EXERCISE TEXT:
☆ ☆ ☆ ☆ ☆ ☆ ☆

Hunt-Szymanski diff

A port of the Hunt-Szymanski diff algorithm to Elixir, with a focus on performance and memory efficiency.

This library is particularly suited for longer texts such as wiki pages or blog articles.

Credits

This library was generated with assistance from ChatGPT.
While I guided its development and reviewed the implementation, the core algorithm was recreated by AI.

Usage

left = """
Roses are red,
Violets are blue,
Sugar is sweet,
And so are you.
"""

right = """
Roses are blue,
Violets are blue,
I love fluffy clouds,
And so are you.
"""

# 1. Diff two strings

diff = HSDiff.diff(left, right)

# => 
# [
#   del: ["Roses are red,"],
#   ins: ["Roses are blue,"],
#   eq: ["Violets are blue,"],
#   del: ["Sugar is sweet,"],
#   ins: ["I love fluffy clouds,"],
#   eq: ["And so are you."],
#   eq: [""]
# ]


# 2. Optimize the diff result

optimized = HSDiff.optimize(diff)

# => 
# [
#   del: 1,
#   ins: ["Roses are blue,"],
#   eq: 1,
#   del: 1,
#   ins: ["I love fluffy clouds,"],
#   eq: 2
# ]


# 3. Patch 

restored = HSDiff.patch(left, optimized) 

# => "Roses are blue,\nViolets are blue,\nI love fluffy clouds,\nAnd so are you.\n"

Why Use Hunt-Szymanski Diff?

☆ ☆ ☆ ☆ ☆ ☆ ☆

MATERIAL SHOWN:

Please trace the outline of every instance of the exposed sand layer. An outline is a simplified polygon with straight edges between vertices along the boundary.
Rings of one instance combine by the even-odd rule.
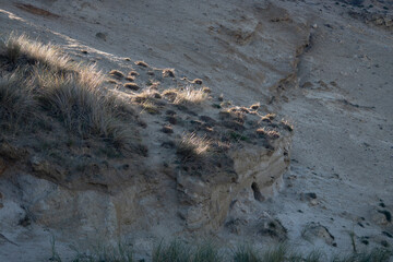
[[[393,246],[393,7],[355,2],[362,7],[327,0],[0,0],[0,32],[55,43],[104,72],[131,70],[126,58],[175,68],[179,76],[202,79],[215,96],[236,105],[260,102],[261,110],[289,118],[291,163],[279,192],[259,199],[246,188],[209,237],[257,247],[287,240],[299,251],[332,255],[352,251],[352,233],[359,249]],[[0,203],[2,221],[25,212],[5,196]],[[70,242],[83,241],[36,224],[14,229],[1,219],[0,260],[48,259],[55,235],[67,261]],[[148,258],[154,235],[168,233],[160,230],[142,228],[127,238]]]

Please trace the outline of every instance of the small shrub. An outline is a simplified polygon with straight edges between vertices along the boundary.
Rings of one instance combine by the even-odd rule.
[[[199,138],[195,133],[184,134],[178,143],[177,154],[183,160],[198,159],[207,153],[210,144],[205,136]]]
[[[250,109],[257,110],[258,108],[260,108],[260,106],[261,106],[261,104],[257,103],[257,104],[253,104],[252,106],[250,106]]]
[[[19,72],[0,79],[0,124],[16,131],[37,115],[37,103],[33,98],[31,84]]]
[[[166,90],[163,92],[163,96],[167,97],[175,105],[201,104],[207,98],[203,90],[194,90],[191,87],[186,87],[184,90]]]
[[[124,87],[126,88],[129,88],[129,90],[132,90],[132,91],[139,91],[141,87],[135,84],[135,83],[126,83],[124,84]]]
[[[263,253],[263,262],[284,262],[287,254],[287,248],[279,245],[276,248],[270,249]]]
[[[135,64],[142,68],[148,68],[148,64],[145,61],[136,61]]]
[[[163,78],[175,78],[175,70],[174,69],[164,69]]]
[[[199,84],[199,85],[201,85],[203,82],[202,82],[201,79],[194,79],[194,80],[192,81],[192,83],[193,83],[193,84]]]

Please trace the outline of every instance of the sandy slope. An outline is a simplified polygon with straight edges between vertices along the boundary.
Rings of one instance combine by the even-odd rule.
[[[239,235],[223,227],[218,238],[263,246],[272,239],[252,228],[257,218],[275,217],[300,250],[350,251],[350,231],[358,247],[393,245],[392,223],[379,212],[393,211],[392,31],[350,17],[334,1],[24,1],[51,15],[15,2],[0,0],[1,34],[51,40],[104,71],[129,69],[126,57],[175,68],[235,103],[261,102],[294,121],[291,170],[281,193],[260,203],[247,189],[228,218],[246,226]],[[36,236],[48,242],[41,229]],[[1,248],[0,255],[10,252]]]

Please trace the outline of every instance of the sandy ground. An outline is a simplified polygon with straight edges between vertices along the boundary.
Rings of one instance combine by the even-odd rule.
[[[352,251],[350,233],[359,249],[393,246],[384,215],[393,211],[392,31],[327,0],[21,2],[51,13],[0,0],[2,36],[24,32],[59,44],[104,71],[130,69],[127,57],[175,68],[236,104],[261,102],[289,118],[296,129],[290,171],[281,192],[249,203],[245,217],[279,219],[300,251]],[[277,91],[288,75],[291,84]],[[49,243],[48,236],[41,229],[36,242]],[[245,239],[225,227],[217,237]],[[270,241],[252,234],[249,240]],[[32,254],[50,253],[23,245]],[[59,245],[60,252],[68,249]],[[15,258],[10,251],[17,249],[0,249],[0,257]]]

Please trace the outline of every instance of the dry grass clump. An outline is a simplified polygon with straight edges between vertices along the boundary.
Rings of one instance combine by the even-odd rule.
[[[142,106],[144,111],[146,111],[146,112],[148,112],[151,115],[159,114],[157,105],[154,104],[153,102],[145,100],[144,103],[141,104],[141,106]]]
[[[124,74],[119,70],[110,70],[109,75],[115,76],[117,79],[124,78]]]
[[[94,67],[73,62],[57,47],[23,35],[0,44],[0,61],[7,71],[21,68],[1,81],[1,119],[46,112],[83,139],[94,136],[117,146],[132,143],[132,131],[121,121],[128,105],[99,88],[104,76]]]
[[[270,129],[265,129],[265,128],[259,128],[257,129],[257,134],[267,138],[267,139],[278,139],[279,138],[279,132],[276,130],[270,130]]]
[[[203,90],[194,90],[192,87],[166,90],[163,92],[163,96],[167,97],[175,105],[201,104],[207,98]]]
[[[132,91],[139,91],[141,87],[135,84],[135,83],[126,83],[124,84],[124,87],[126,88],[129,88],[129,90],[132,90]]]
[[[35,117],[37,105],[32,92],[19,72],[0,79],[0,128],[16,131]]]
[[[177,146],[177,154],[183,160],[198,159],[207,154],[211,141],[205,136],[198,136],[195,133],[183,134]]]
[[[250,109],[257,110],[258,108],[260,108],[260,106],[261,106],[261,104],[257,103],[257,104],[253,104],[252,106],[250,106]]]
[[[25,35],[11,35],[0,43],[0,59],[7,61],[12,71],[21,66],[40,66],[59,73],[83,72],[88,69],[71,61],[59,48],[29,40]]]

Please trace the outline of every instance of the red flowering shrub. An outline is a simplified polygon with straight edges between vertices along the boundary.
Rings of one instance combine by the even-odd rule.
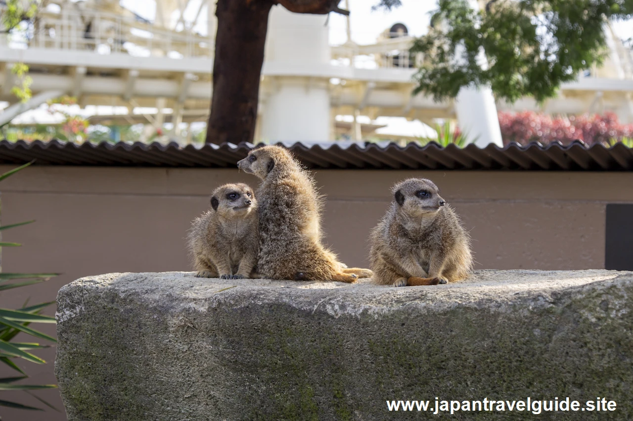
[[[579,140],[588,145],[608,145],[613,140],[633,135],[633,124],[621,124],[613,113],[603,116],[551,117],[532,111],[499,113],[499,125],[503,144],[516,142],[527,145],[530,142],[549,143],[558,141],[567,145]]]

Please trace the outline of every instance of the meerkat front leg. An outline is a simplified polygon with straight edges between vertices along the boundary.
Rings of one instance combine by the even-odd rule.
[[[242,279],[251,278],[253,269],[255,267],[255,263],[257,262],[257,252],[248,252],[242,257],[239,262],[239,267],[237,268],[237,273],[231,277],[232,279]]]
[[[231,279],[231,265],[227,259],[213,259],[213,264],[218,268],[218,272],[220,274],[220,279]]]
[[[434,253],[431,257],[429,266],[429,278],[432,279],[437,279],[439,284],[448,283],[448,279],[442,276],[445,264],[443,253],[440,252]]]
[[[196,271],[194,275],[196,278],[218,278],[218,271],[215,266],[200,256],[196,256],[194,269]]]

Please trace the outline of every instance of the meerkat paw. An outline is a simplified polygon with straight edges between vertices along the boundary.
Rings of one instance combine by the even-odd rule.
[[[338,282],[345,282],[348,284],[351,284],[353,282],[356,282],[358,279],[358,275],[355,273],[337,273],[332,277],[332,281],[337,281]]]
[[[430,278],[411,276],[408,279],[407,283],[411,286],[418,286],[420,285],[437,285],[439,283],[439,279],[437,278]]]
[[[354,274],[358,278],[372,278],[373,272],[369,269],[361,269],[360,267],[346,268],[341,271],[343,273],[348,274]]]
[[[196,278],[215,278],[217,274],[210,271],[198,271],[194,276]]]
[[[393,283],[394,286],[406,286],[406,278],[400,278],[396,280],[396,282]]]

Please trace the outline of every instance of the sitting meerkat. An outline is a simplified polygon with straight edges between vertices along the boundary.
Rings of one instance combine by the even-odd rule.
[[[246,184],[225,184],[187,236],[197,278],[239,279],[252,275],[259,250],[257,201]]]
[[[467,278],[473,264],[470,238],[437,186],[410,178],[392,193],[393,202],[370,237],[374,283],[434,285]]]
[[[352,283],[372,276],[369,269],[348,268],[321,243],[321,198],[290,152],[265,146],[251,150],[237,166],[262,180],[257,190],[257,269],[262,277]]]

☆ ☆ ☆ ☆ ☆ ☆ ☆

WORK ORDER: Continue the Hunt-Szymanski diff README from its last heading, "Why Use Hunt-Szymanski Diff?", by writing that section's content.

YOUR RESPONSE:
Elixir’s standard library already provides String.myers_difference/2 to generate diffs between strings (and lists). However:

High Memory Usage: For larger inputs (e.g., a typical article or blog post), String.myers_difference/2 can quickly use gigabytes of memory. (Note: this can be alleviated by chunking the input into smaller pieces)
Small vs Large Inputs: String.myers_difference/2 performs well for short strings or larger strings with small changes. But for large-scale diffs—such as comparing entire documents—the Hunt–Szymanski line-based diff is more memory-efficient and performs better.

In short, if you need a diff algorithm for big textual data, Hunt–Szymanski can help you avoid the heavy memory footprint that comes with other approaches.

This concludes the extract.